Short task: Copy out the items below with each "Target" replaced by "Object" and nothing else altered. Leave the pictures out.

Supplied entries:

# # # # #

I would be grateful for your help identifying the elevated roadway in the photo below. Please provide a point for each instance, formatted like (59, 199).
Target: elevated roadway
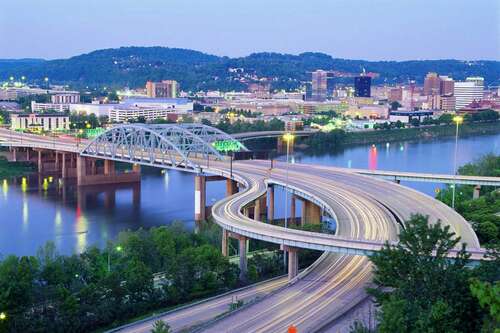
(368, 212)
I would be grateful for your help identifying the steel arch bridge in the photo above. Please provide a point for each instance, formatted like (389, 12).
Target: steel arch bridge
(177, 146)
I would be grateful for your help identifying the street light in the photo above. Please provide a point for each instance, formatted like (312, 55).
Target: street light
(118, 249)
(457, 120)
(288, 137)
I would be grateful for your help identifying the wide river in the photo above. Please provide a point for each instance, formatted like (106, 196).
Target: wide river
(39, 210)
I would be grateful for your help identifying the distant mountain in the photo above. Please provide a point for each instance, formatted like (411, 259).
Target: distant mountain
(132, 66)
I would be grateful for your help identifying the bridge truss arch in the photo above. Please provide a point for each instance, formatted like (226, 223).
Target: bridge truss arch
(179, 146)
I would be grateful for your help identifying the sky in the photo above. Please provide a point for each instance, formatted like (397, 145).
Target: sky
(353, 29)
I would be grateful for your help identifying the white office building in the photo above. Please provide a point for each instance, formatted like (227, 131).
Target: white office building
(45, 121)
(468, 91)
(98, 110)
(44, 107)
(124, 113)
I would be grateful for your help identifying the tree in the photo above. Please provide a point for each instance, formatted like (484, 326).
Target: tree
(161, 327)
(418, 288)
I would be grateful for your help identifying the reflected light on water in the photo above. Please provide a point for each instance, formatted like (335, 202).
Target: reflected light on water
(25, 213)
(5, 188)
(81, 233)
(372, 158)
(165, 179)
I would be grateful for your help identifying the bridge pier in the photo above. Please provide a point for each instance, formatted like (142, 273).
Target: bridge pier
(87, 173)
(200, 192)
(476, 192)
(270, 207)
(225, 242)
(231, 187)
(293, 208)
(40, 161)
(256, 209)
(293, 261)
(311, 213)
(242, 240)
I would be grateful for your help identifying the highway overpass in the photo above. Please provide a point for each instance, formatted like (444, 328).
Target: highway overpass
(368, 212)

# # # # #

Result:
I would be grateful for your help identifying the elevated roadway in the photo below. Please provide a point for each instance, formatted like (59, 199).
Object: elevated roadway
(368, 212)
I would be grateful for your help identifying the steel arch bridge in the photo above. Please provide a point for each instance, formatted like (389, 12).
Object: steel arch bridge
(177, 146)
I would be grateful for your help identifying the street light in the photo above. Please provide a point for each instance, formatted like (312, 55).
Object: street light
(118, 249)
(457, 120)
(288, 137)
I would be grateful for your help identifying the wide river in the photo above. Please provide a point for each instance, formatted like (106, 196).
Object: wide river
(39, 210)
I would be grateful for your help identifying the distant mountain in the photo above. Please provide a point for each instance, formatted like (411, 259).
Object: distant mountain
(132, 66)
I would be grateful for your help identifying the bridge truss arch in the photo above. Please provide a point for each instance, formatted like (226, 223).
Object: bridge truss arch
(179, 146)
I would be grateful for your help identifying the sky in the photo above. Please provide a point for each instance, formatted like (397, 145).
Object: sky
(353, 29)
I would be grateful for your help identifying the white office building in the photo above. Please provide a point for each instance, formatted like (227, 131).
Object: white office building
(45, 121)
(468, 91)
(98, 110)
(44, 107)
(124, 113)
I would be grateful for your help identifying the tree in the photo above. Please provide a point for each instance, formatted like (484, 326).
Object: tree
(161, 327)
(418, 288)
I would be grateful for your help identifying the reflected light on water in the photo above. Please provide a point for each instance, formatted like (335, 202).
Object: reflected light on water
(25, 213)
(5, 188)
(81, 233)
(372, 158)
(165, 179)
I would be grateful for your help identifying the bridge pier in the photo above. Please provide a point for each instance, formatted like (142, 273).
Object: bridge pier
(87, 173)
(200, 192)
(476, 192)
(270, 207)
(225, 242)
(231, 187)
(293, 208)
(40, 161)
(256, 209)
(293, 261)
(311, 213)
(242, 240)
I would be grateful for your help identifying the highway overpass in the photo above. Please provide a point for each instance, formatted like (444, 328).
Object: highway overpass
(368, 212)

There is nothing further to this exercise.